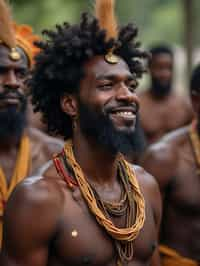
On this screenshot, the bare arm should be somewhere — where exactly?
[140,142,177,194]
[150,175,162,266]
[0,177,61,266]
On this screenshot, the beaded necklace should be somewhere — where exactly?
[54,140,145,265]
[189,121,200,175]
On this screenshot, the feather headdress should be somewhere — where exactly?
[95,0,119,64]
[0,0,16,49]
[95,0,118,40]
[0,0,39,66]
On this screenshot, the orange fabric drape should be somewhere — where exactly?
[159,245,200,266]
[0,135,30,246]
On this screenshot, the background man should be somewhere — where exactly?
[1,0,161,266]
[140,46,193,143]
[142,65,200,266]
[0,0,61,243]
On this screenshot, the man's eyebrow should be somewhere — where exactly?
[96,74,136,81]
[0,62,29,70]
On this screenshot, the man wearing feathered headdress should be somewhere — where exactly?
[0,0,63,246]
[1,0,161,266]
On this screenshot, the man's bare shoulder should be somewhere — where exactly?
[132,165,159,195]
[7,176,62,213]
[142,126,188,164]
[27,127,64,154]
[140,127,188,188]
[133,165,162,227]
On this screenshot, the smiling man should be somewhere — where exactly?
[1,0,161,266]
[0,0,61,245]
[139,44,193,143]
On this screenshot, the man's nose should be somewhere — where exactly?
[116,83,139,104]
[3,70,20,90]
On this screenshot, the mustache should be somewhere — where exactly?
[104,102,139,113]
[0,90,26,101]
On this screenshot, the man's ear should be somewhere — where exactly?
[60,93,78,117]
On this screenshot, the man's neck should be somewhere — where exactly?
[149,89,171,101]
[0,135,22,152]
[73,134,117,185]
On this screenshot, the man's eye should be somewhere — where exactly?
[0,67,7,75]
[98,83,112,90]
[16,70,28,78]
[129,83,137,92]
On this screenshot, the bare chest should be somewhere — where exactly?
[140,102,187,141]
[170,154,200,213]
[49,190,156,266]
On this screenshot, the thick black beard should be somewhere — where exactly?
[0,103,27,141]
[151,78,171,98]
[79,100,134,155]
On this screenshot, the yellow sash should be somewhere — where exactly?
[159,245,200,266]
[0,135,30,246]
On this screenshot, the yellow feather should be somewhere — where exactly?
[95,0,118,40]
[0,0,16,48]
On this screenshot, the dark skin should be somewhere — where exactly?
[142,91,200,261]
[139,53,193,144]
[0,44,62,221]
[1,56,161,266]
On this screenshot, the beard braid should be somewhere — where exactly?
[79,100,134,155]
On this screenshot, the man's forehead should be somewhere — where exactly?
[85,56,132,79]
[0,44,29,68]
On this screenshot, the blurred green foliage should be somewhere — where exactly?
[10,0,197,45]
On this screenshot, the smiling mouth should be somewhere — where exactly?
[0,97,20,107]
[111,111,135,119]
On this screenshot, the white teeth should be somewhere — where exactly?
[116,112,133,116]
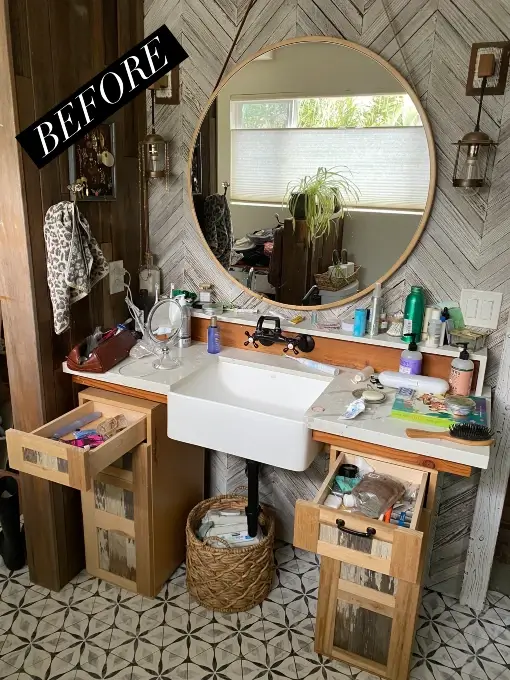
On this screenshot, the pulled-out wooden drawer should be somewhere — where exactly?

**WRITTEN PROBLEM**.
Copy out word for word the lines from the one containing "On this screenshot, the smiling mouth" through the last line, including both ends. Leave the pictures out of your copy.

**SOLUTION TO THE PROBLEM**.
On this screenshot, the smiling mouth should be somewhere — where exactly?
[0,97,20,107]
[111,111,135,119]
On this screenshot, the white teeth should be somewhere — where exactly?
[116,112,133,116]
On this screenshot, the pulled-out wooden drawer should be somewhere — where exactly?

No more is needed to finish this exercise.